### Exercise instructions
Output only the lines from the one holding "Expected behavior: point out the tree trunk" to the end of the data below, please, copied exactly.

### Data entries
----
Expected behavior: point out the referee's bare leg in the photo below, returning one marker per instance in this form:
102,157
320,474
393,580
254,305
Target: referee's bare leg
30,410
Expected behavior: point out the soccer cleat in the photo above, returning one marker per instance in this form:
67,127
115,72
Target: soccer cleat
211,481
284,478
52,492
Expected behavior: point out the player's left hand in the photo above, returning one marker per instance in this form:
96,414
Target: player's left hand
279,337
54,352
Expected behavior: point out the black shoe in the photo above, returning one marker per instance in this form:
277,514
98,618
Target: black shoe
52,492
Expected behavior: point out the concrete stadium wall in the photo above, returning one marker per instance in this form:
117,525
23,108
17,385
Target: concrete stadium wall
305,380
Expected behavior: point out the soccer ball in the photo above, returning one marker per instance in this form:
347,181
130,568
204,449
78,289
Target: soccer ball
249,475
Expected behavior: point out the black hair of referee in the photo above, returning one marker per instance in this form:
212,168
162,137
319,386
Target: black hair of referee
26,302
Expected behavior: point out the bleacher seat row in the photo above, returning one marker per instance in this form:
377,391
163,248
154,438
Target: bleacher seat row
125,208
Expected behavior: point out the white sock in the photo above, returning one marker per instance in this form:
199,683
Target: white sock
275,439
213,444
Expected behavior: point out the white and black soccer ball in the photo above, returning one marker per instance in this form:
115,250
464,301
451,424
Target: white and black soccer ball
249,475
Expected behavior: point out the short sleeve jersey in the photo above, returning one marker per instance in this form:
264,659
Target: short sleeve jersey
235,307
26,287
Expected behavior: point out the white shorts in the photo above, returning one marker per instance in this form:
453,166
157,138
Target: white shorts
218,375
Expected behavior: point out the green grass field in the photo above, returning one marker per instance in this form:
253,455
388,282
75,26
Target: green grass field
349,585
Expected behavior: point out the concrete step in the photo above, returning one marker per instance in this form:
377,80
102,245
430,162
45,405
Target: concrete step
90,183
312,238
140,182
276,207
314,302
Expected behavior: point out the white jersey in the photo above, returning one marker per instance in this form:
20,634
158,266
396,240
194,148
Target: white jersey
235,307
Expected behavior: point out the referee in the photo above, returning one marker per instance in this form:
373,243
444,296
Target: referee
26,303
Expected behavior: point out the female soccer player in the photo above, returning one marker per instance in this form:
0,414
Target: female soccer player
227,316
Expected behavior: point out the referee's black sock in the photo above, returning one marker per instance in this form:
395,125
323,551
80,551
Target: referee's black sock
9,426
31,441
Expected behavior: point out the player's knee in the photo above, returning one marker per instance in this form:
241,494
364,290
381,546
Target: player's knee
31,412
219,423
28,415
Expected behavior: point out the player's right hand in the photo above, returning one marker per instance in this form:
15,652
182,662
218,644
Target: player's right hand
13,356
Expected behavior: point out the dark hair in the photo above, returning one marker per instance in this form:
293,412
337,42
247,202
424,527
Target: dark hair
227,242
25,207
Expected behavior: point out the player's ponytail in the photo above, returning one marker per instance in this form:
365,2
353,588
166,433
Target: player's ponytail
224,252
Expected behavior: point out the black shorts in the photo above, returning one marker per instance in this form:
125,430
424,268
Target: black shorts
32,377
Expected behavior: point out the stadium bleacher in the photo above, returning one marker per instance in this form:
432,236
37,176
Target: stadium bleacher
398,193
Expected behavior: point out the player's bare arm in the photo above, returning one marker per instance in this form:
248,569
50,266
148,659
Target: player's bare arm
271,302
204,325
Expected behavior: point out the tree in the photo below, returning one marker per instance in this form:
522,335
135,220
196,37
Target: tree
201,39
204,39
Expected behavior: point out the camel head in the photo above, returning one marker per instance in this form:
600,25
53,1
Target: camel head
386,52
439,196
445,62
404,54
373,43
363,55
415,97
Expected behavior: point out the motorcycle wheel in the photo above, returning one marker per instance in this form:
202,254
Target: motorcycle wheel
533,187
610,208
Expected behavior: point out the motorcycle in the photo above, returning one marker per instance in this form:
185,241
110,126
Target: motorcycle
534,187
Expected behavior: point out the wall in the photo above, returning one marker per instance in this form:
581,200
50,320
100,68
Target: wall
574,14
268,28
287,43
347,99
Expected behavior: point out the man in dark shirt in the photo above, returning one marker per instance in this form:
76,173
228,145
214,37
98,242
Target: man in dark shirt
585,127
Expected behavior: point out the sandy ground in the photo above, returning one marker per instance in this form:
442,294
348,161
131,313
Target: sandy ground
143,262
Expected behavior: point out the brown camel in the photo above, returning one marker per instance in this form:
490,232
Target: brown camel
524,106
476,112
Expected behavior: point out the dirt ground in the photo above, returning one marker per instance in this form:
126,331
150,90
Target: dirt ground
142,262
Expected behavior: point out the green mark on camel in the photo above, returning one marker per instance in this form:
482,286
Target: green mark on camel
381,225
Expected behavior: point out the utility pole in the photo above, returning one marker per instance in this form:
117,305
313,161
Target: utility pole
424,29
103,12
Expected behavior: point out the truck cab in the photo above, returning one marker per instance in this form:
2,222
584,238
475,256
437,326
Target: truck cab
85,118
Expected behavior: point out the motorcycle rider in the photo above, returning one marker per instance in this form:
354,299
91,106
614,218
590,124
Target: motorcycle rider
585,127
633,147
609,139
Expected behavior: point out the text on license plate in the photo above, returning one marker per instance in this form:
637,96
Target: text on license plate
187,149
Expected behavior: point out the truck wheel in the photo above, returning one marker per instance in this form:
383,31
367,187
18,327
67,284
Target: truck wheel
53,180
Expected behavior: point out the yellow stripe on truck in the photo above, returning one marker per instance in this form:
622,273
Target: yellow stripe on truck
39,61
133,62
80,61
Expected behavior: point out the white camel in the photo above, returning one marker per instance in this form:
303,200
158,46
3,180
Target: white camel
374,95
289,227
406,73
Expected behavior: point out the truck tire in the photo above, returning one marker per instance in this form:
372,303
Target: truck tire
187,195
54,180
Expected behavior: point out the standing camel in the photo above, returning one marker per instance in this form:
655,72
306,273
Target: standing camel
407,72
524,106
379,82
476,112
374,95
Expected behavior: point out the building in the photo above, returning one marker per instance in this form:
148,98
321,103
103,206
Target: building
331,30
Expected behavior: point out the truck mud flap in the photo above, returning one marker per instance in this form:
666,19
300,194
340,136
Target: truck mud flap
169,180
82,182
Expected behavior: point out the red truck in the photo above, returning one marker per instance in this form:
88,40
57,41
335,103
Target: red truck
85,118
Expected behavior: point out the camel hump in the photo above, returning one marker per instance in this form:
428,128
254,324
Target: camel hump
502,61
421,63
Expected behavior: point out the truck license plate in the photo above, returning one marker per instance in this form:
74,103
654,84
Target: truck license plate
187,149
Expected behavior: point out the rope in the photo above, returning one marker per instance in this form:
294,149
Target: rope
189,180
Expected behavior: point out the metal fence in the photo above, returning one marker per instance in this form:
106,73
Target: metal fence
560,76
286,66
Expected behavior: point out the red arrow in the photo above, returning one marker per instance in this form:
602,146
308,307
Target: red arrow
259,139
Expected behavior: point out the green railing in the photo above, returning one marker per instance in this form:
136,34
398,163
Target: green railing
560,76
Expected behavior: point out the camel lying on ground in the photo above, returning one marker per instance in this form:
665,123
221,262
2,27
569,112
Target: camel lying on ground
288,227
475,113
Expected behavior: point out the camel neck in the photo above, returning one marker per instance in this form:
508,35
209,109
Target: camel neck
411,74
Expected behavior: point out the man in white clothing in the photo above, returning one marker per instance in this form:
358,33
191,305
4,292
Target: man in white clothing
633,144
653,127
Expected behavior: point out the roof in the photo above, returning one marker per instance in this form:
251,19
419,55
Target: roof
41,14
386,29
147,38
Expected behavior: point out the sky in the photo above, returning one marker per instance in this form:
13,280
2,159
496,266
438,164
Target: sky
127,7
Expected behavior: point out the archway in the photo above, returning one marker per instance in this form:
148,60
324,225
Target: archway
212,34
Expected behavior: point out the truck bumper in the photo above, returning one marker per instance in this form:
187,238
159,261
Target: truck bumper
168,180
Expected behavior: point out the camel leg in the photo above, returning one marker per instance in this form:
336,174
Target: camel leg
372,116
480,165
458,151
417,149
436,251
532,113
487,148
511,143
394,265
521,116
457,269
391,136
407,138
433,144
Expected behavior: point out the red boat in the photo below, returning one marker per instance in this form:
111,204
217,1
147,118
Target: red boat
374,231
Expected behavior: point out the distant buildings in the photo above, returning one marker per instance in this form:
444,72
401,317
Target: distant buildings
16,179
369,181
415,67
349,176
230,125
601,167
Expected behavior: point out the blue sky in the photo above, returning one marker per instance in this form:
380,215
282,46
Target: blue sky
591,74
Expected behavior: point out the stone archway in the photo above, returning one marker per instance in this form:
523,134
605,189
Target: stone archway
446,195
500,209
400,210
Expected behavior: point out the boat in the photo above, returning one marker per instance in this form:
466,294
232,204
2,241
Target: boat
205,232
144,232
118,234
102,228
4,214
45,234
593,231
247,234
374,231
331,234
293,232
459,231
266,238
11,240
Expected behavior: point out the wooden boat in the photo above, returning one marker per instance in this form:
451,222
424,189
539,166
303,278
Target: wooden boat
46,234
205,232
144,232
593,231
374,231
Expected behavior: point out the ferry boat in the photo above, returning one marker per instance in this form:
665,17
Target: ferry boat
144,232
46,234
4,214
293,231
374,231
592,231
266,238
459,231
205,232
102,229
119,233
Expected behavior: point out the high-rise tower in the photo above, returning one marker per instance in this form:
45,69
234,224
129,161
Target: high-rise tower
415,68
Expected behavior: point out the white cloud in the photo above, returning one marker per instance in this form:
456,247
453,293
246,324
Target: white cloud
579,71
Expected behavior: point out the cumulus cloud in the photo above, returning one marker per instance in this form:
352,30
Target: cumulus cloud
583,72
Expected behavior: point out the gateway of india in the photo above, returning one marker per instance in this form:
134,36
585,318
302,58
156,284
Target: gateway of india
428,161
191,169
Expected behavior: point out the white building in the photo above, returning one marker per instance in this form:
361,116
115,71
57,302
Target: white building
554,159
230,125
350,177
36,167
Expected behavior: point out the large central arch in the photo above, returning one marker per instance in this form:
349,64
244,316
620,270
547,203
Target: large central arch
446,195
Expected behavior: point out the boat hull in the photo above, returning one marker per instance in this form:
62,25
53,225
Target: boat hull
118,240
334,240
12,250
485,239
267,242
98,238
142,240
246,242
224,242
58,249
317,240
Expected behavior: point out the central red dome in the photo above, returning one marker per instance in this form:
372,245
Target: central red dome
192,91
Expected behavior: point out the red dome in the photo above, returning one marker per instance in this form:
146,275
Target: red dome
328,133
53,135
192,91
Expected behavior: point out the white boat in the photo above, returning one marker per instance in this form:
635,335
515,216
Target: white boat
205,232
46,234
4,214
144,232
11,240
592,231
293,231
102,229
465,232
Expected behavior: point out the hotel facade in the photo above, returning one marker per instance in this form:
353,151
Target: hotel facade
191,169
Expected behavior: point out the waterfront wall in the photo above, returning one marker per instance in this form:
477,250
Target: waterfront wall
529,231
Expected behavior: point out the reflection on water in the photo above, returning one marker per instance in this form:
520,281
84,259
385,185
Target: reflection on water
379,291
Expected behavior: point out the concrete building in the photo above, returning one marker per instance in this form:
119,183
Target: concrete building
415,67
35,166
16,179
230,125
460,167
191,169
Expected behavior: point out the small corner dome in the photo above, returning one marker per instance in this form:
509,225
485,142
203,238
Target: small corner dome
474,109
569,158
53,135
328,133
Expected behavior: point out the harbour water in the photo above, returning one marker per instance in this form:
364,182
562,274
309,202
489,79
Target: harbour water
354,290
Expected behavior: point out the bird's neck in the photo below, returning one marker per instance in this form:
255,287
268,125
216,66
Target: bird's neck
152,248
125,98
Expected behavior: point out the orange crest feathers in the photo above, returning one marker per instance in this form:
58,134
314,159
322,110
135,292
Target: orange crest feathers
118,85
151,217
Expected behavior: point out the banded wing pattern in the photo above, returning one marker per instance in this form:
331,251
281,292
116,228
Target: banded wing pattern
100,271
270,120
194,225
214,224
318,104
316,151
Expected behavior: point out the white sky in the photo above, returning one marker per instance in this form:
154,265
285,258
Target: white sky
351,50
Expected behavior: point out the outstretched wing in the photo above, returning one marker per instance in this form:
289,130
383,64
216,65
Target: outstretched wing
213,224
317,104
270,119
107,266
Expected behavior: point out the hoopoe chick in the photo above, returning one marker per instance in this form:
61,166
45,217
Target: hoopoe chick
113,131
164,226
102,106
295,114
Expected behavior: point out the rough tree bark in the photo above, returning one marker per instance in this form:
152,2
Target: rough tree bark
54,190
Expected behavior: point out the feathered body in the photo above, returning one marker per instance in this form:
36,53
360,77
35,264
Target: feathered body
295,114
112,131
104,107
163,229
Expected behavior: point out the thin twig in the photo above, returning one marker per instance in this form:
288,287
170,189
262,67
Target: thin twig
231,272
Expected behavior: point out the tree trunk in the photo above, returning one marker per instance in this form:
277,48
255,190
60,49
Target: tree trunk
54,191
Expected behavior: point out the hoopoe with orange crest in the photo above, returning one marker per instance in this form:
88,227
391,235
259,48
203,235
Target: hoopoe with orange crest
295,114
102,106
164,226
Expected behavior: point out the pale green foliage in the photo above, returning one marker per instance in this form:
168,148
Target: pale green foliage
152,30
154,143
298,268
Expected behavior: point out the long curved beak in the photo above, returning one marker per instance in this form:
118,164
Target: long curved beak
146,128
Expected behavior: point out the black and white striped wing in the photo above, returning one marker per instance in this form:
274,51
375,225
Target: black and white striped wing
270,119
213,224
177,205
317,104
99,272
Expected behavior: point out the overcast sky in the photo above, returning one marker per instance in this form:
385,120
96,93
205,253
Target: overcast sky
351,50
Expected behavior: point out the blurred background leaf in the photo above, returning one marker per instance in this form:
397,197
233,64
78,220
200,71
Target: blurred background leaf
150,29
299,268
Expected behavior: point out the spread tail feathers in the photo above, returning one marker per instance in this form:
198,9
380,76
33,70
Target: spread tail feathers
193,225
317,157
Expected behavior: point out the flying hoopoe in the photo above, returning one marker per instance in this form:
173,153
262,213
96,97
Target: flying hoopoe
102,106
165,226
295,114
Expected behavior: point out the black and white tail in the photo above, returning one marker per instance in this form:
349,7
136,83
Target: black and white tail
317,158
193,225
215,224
----
### Answer below
Expected behavior: point out the tree trunk in the photo above, returning one marker per instance in this form:
277,48
255,190
60,49
Target: tree trunk
54,191
Expected behavior: point out the hoopoe with orange crest in the photo above, returning one marker per instance in this form:
88,227
391,235
259,48
203,235
Target: hoopoe with orange crest
295,114
102,106
164,226
Expected behavior: point out the pale green foliage in the photo above, returning one marker per instance in this form:
168,148
Target: pale green foliage
152,30
154,143
298,268
Expected behavior: point out the long curved beak in the photo above, returning one marker per instance in this form:
118,164
Target: long curved beak
146,128
Expected behavior: point out the black and white striped wing in the photo above, returning one marker per instance in this form:
274,51
375,225
Target: black and white striped wing
270,119
213,224
177,205
317,104
99,272
Expected behavior: point out the overcast sky in the photo above, returning one marker per instance in this form:
385,120
96,93
205,253
Target: overcast sky
351,50
Expected behavior: point out the blurred background leaf in the photo above, returning one marker per instance in this form:
397,197
233,64
78,220
200,71
Target: blurred background leaf
150,29
299,268
Expected behavior: point out the spread tail feathers in the photo above, returning one marker per instance in this form:
198,9
380,76
33,70
Target: spread tail feathers
193,225
317,157
Expected behavior: point out the flying hoopoe in the photo above, returning one marker per instance in this form:
173,153
262,213
96,97
Target: flying hoopoe
102,106
165,226
295,114
Expected behavior: point out the black and white tail in the photo above, returning one marker per instance in this form:
349,7
136,83
Target: black and white tail
317,158
193,225
215,224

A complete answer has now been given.